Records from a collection

----

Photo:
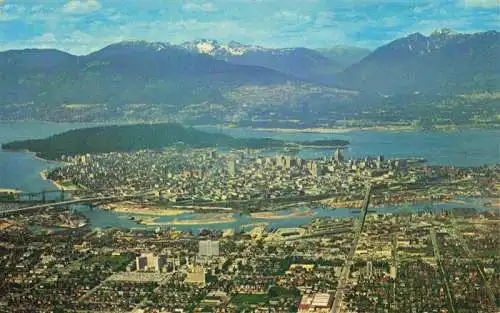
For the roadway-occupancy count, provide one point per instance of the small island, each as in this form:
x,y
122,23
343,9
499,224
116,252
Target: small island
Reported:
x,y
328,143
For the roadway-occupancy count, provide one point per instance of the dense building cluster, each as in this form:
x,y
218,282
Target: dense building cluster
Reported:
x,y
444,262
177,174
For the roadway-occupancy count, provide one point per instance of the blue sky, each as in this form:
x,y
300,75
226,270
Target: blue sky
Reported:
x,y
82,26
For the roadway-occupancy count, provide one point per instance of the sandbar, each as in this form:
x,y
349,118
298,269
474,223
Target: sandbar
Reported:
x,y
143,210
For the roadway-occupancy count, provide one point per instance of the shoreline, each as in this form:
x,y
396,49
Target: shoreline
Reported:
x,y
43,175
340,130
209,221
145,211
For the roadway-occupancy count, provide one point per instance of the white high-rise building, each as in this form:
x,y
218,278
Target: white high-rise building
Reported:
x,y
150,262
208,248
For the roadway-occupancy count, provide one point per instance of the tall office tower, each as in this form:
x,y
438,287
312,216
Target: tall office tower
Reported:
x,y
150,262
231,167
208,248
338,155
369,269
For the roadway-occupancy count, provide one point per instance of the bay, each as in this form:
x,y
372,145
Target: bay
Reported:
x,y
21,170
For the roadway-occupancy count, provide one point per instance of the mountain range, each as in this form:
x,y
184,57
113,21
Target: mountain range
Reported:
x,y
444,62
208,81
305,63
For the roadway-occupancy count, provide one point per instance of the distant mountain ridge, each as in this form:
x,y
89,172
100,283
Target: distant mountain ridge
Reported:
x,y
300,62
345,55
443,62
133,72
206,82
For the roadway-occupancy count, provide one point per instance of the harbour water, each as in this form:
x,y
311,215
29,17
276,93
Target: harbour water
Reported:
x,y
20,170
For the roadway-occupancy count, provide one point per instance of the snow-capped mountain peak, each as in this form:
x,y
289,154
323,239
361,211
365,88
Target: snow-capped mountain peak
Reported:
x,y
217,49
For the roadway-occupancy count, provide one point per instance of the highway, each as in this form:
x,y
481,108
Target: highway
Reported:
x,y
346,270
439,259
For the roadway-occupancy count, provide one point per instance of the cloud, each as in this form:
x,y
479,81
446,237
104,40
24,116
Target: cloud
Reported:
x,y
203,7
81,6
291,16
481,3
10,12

----

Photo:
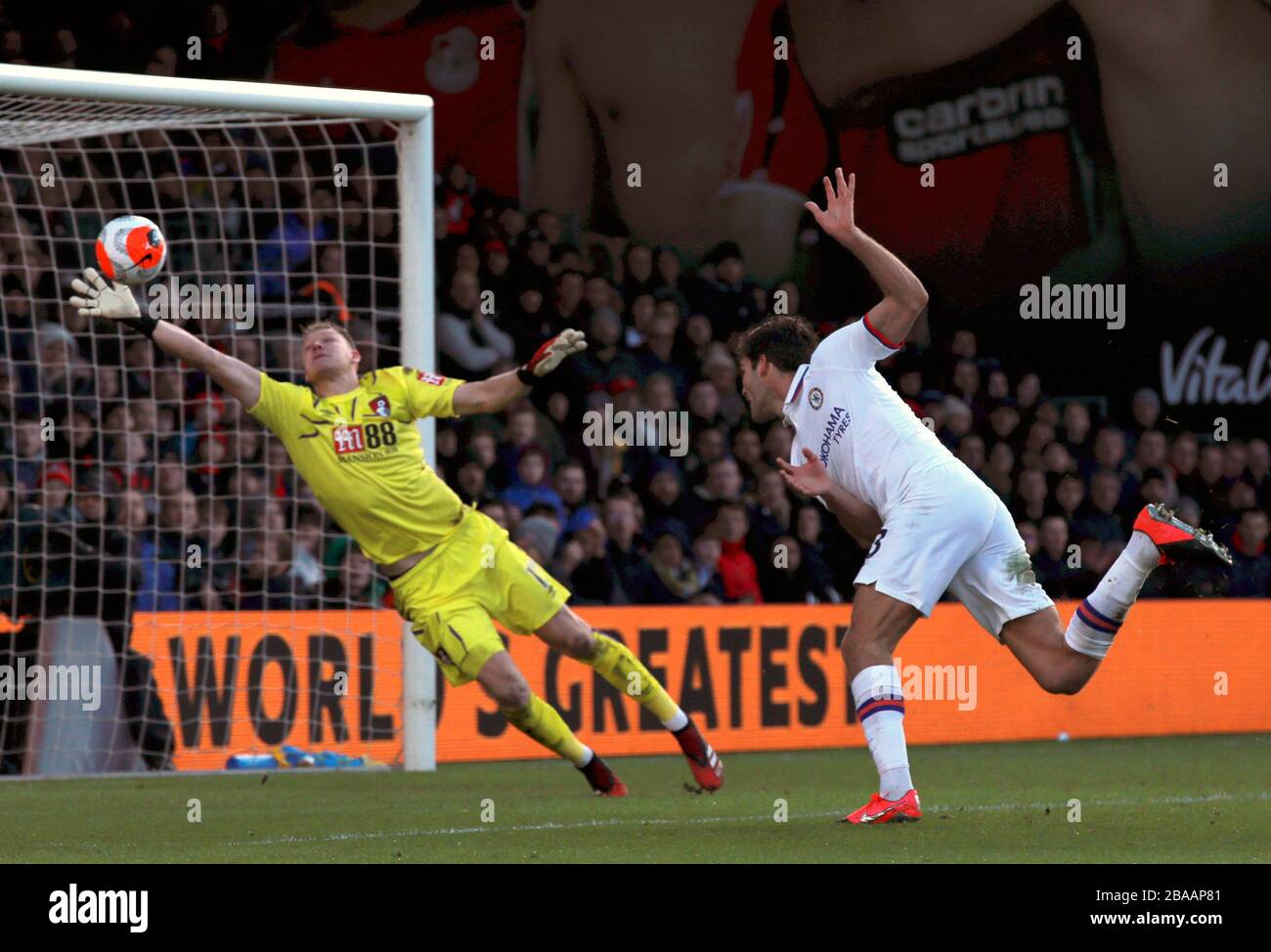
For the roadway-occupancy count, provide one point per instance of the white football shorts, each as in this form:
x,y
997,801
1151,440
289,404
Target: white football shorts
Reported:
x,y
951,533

----

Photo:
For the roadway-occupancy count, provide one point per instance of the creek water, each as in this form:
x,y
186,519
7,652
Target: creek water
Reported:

----

• EXERCISE BRIEF:
Take every line from the data that contains the word "creek".

• TASK RESPONSE:
For the roadway-occupancy count, provide one point per instance of the creek water, each as in this form:
Target: creek water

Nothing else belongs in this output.